# start of RECORDS SUPPLIED
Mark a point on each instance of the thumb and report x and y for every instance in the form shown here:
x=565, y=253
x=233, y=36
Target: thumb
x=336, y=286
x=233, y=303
# end of RECORDS SUPPLIED
→ **TO BE DONE**:
Write out every one of the records above word for word, keeping each line as it stands.

→ **THE SOLUTION**:
Mark a point on each instance of the thumb and report x and y for every instance in the form shown here:
x=565, y=253
x=233, y=36
Target: thumb
x=336, y=286
x=233, y=303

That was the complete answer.